→ **Short exercise a**: Please print the blog comments about authors changing tone, from "This discussion also" up to and including "more appropriate market.".

→ **Selected text**:
——
I need to be fair to this author, though, and have another go.
Thanks for stopping by and sharing, Sue!
I know exactly what you mean with regards to authors suddenly producing something with an entirely different tone to their other works, and have fallen into this trap myself.
This discussion also brings to mind authors like Patrick Ness, whose books all seem to have totally different tones or set-ups to each other… unless involved in the same series, of course. But perhaps he avoids the changes becoming an issue because he hasn’t written enough titles in one vein to be “stereotyped”?
It’s probably a tough decision to make, and not entirely down to the author. They sell the book to the publishers as an established and well-selling author, and then they have to decide whether they release it with none of that fandom behind them, but target it towards a new and more appropriate market.
——
→ **Short exercise b**: Turn the Data listing below into a two-column CSV with the columns ask and response. Give one row for each ask with its answer, put each value in a single quoted field, and replace line breaks with spaces.

Data listing:
——
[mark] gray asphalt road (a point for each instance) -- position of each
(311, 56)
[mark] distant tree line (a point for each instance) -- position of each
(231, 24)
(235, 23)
——
→ **Exercise solution a**:
This discussion also brings to mind authors like Patrick Ness, whose books all seem to have totally different tones or set-ups to each other… unless involved in the same series, of course. But perhaps he avoids the changes becoming an issue because he hasn’t written enough titles in one vein to be “stereotyped”?
It’s probably a tough decision to make, and not entirely down to the author. They sell the book to the publishers as an established and well-selling author, and then they have to decide whether they release it with none of that fandom behind them, but target it towards a new and more appropriate market.

→ **Exercise solution b**:
ask,response
"[mark] gray asphalt road (a point for each instance) -- position of each","(311, 56)"
"[mark] distant tree line (a point for each instance) -- position of each","(231, 24) (235, 23)"